Records shown.
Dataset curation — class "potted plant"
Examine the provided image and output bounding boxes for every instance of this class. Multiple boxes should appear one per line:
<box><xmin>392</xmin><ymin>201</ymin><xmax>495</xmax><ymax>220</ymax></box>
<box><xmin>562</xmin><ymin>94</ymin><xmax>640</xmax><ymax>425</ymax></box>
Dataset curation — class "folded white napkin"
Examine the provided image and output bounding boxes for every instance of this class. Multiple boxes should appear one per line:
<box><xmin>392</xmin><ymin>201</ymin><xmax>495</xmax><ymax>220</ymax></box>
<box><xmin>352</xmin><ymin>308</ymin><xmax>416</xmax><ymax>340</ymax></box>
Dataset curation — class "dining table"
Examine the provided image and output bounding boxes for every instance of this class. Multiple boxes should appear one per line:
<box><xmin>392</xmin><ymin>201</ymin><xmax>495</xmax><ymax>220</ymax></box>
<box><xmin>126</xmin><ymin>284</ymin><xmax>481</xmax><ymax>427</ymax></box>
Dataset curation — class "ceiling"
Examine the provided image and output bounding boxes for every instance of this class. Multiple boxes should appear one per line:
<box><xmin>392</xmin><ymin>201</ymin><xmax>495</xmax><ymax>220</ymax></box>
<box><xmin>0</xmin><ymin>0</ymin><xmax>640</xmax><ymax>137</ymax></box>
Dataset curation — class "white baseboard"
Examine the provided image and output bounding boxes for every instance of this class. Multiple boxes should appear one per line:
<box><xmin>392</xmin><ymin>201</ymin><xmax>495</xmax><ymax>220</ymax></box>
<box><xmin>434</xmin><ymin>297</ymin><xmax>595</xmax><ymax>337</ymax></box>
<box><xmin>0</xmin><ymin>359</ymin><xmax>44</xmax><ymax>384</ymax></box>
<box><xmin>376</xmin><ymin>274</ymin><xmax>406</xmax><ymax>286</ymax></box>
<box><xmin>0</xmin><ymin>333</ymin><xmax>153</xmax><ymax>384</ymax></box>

The task. Please rewrite the data above, changing every "Dataset curation" to "Annotation review" and leaving the rest unchanged.

Response.
Annotation review — class "potted plant"
Examine the provided image and output bounding boxes for every instance of this class. Multiple boxes should appear one per line:
<box><xmin>392</xmin><ymin>201</ymin><xmax>495</xmax><ymax>220</ymax></box>
<box><xmin>562</xmin><ymin>94</ymin><xmax>640</xmax><ymax>425</ymax></box>
Annotation review — class "folded white napkin"
Examine the provided image and output bounding boxes for every instance of this class. Multiple boxes should appear one per line:
<box><xmin>392</xmin><ymin>201</ymin><xmax>495</xmax><ymax>220</ymax></box>
<box><xmin>352</xmin><ymin>308</ymin><xmax>416</xmax><ymax>340</ymax></box>
Annotation review — class "dining table"
Examine the provided image and output bounding boxes for every instance of this class. Multiple boxes should appear one per line:
<box><xmin>392</xmin><ymin>201</ymin><xmax>495</xmax><ymax>220</ymax></box>
<box><xmin>126</xmin><ymin>284</ymin><xmax>481</xmax><ymax>427</ymax></box>
Annotation review — class "ceiling"
Examine the provided image and output bounding boxes for every instance of this class. Multiple boxes should appear one per line:
<box><xmin>392</xmin><ymin>201</ymin><xmax>495</xmax><ymax>220</ymax></box>
<box><xmin>0</xmin><ymin>0</ymin><xmax>640</xmax><ymax>137</ymax></box>
Annotation review — class "white baseboard"
Examine the provided image and output bounding boxes for every instance of this class. Multiple boxes should appear one per line:
<box><xmin>392</xmin><ymin>201</ymin><xmax>495</xmax><ymax>220</ymax></box>
<box><xmin>434</xmin><ymin>297</ymin><xmax>595</xmax><ymax>337</ymax></box>
<box><xmin>0</xmin><ymin>359</ymin><xmax>44</xmax><ymax>384</ymax></box>
<box><xmin>376</xmin><ymin>274</ymin><xmax>406</xmax><ymax>286</ymax></box>
<box><xmin>0</xmin><ymin>333</ymin><xmax>153</xmax><ymax>384</ymax></box>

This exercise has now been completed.